[Pointing data excerpts]
-=-=-=-=-

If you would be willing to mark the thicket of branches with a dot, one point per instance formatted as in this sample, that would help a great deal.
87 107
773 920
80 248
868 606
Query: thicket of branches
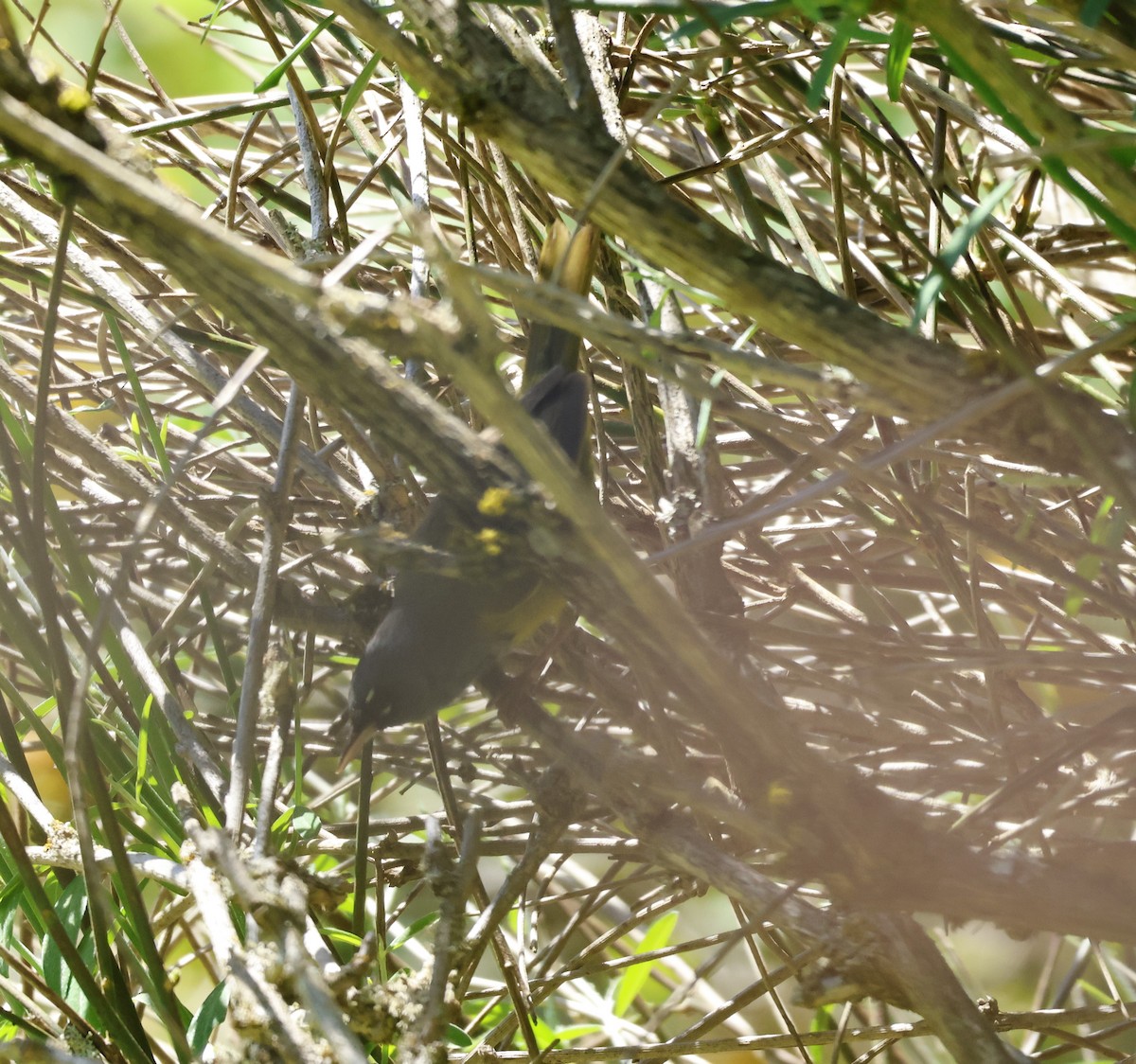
856 590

-=-=-=-=-

## GOAL
Render the records above as a JSON list of strings, one string per line, with blank lines left out. Omit the pictures from the list.

## WORKED SOLUTION
[
  "If you would be willing to mark the thicket of branches with a dot, one point per instance formatted as in this sample, that would help a great deal.",
  "87 107",
  "773 920",
  "80 248",
  "868 606",
  "Query: thicket of branches",
  "856 590"
]